━━ DATA EXTRACTS ━━
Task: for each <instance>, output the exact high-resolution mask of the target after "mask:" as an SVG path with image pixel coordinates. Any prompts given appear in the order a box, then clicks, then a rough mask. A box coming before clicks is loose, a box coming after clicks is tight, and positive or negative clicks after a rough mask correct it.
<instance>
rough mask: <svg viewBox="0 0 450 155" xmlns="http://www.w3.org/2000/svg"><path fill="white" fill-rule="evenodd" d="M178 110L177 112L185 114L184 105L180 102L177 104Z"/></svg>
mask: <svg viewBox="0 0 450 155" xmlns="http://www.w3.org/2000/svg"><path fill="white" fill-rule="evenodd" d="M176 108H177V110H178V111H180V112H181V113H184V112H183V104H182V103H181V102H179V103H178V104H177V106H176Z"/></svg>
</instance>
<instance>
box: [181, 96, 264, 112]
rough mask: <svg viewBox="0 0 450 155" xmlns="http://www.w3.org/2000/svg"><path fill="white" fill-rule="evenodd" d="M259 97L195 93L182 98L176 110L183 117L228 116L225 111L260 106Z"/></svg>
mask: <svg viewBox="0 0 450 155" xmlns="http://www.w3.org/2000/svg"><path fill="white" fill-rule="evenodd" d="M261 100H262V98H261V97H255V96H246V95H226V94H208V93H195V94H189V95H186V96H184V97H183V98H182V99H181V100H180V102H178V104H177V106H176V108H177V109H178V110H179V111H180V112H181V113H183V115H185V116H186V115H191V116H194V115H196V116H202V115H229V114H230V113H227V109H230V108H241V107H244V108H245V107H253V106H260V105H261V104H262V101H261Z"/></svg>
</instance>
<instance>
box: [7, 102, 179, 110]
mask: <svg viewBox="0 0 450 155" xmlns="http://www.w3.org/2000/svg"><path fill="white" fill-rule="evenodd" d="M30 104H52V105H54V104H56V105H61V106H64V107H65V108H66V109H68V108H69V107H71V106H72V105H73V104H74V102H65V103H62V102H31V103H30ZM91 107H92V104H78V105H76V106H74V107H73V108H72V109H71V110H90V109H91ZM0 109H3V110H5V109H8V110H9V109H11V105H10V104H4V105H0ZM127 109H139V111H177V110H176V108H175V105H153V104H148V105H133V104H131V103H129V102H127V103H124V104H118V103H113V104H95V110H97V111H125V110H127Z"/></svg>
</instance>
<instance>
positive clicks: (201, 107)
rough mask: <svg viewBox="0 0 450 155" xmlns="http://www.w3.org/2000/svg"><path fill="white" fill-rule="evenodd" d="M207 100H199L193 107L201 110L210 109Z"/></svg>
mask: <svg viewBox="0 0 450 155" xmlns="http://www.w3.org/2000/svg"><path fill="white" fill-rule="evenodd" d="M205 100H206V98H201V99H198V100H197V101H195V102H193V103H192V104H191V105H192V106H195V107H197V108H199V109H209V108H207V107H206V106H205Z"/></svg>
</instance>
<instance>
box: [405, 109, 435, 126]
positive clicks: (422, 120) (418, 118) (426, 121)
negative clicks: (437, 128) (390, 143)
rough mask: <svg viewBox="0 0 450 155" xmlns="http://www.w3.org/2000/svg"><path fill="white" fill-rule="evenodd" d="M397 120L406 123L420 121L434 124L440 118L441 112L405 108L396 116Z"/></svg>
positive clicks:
━━━
▶ **PROBLEM DETAILS**
Above are the records; copy all of them exactly.

▶ **RESULT FOR THIS EXERCISE**
Task: for each <instance>, output the exact high-resolution mask of the target after "mask:" as an SVG path with image pixel coordinates. Any prompts given appear in the order a box, then clicks, then a rough mask. A box coming before clicks is loose, a box coming after clicks is tight, and positive or negative clicks after a rough mask correct it.
<instance>
rough mask: <svg viewBox="0 0 450 155" xmlns="http://www.w3.org/2000/svg"><path fill="white" fill-rule="evenodd" d="M178 110L177 112L185 114L184 105L180 102L177 104Z"/></svg>
mask: <svg viewBox="0 0 450 155" xmlns="http://www.w3.org/2000/svg"><path fill="white" fill-rule="evenodd" d="M176 108H177V110H178V111H180V112H181V113H184V112H183V104H182V103H181V102H179V103H178V104H177V106H176Z"/></svg>
</instance>
<instance>
box: [181, 96, 264, 112]
rough mask: <svg viewBox="0 0 450 155" xmlns="http://www.w3.org/2000/svg"><path fill="white" fill-rule="evenodd" d="M259 97L195 93L182 98L176 110L183 117L228 116L225 111L260 106Z"/></svg>
mask: <svg viewBox="0 0 450 155" xmlns="http://www.w3.org/2000/svg"><path fill="white" fill-rule="evenodd" d="M261 100H262V98H261V97H255V96H246V95H226V94H208V93H195V94H189V95H186V96H184V97H183V98H182V99H181V100H180V102H178V104H177V106H176V108H177V109H178V110H179V111H180V112H181V113H183V115H185V116H186V115H191V116H194V115H196V116H202V115H229V114H230V113H227V109H230V108H241V107H244V108H245V107H253V106H260V105H261V104H262V101H261Z"/></svg>
</instance>
<instance>
box: [7, 102, 179, 110]
mask: <svg viewBox="0 0 450 155" xmlns="http://www.w3.org/2000/svg"><path fill="white" fill-rule="evenodd" d="M30 104H52V105H54V104H56V105H61V106H64V107H65V108H66V109H68V108H69V107H71V106H72V105H73V104H74V102H65V103H62V102H31V103H30ZM91 107H92V104H78V105H76V106H74V107H73V108H72V109H71V110H90V109H91ZM0 109H3V110H5V109H8V110H9V109H11V105H10V104H4V105H0ZM127 109H139V111H177V110H176V108H175V105H153V104H148V105H133V104H131V103H129V102H127V103H124V104H118V103H113V104H95V110H97V111H125V110H127Z"/></svg>
</instance>
<instance>
positive clicks: (201, 107)
rough mask: <svg viewBox="0 0 450 155" xmlns="http://www.w3.org/2000/svg"><path fill="white" fill-rule="evenodd" d="M207 100H199L193 107L201 110L210 109Z"/></svg>
mask: <svg viewBox="0 0 450 155" xmlns="http://www.w3.org/2000/svg"><path fill="white" fill-rule="evenodd" d="M205 100H206V98H201V99H198V100H197V101H195V102H193V103H192V104H191V105H192V106H195V107H197V108H199V109H209V108H207V107H206V106H205Z"/></svg>
</instance>
<instance>
box: [405, 109, 435, 126]
positive clicks: (422, 120) (418, 118) (426, 121)
negative clicks: (437, 128) (390, 143)
rough mask: <svg viewBox="0 0 450 155" xmlns="http://www.w3.org/2000/svg"><path fill="white" fill-rule="evenodd" d="M397 120L406 123L420 121L434 124L440 118L441 112L405 108L396 116Z"/></svg>
positive clicks:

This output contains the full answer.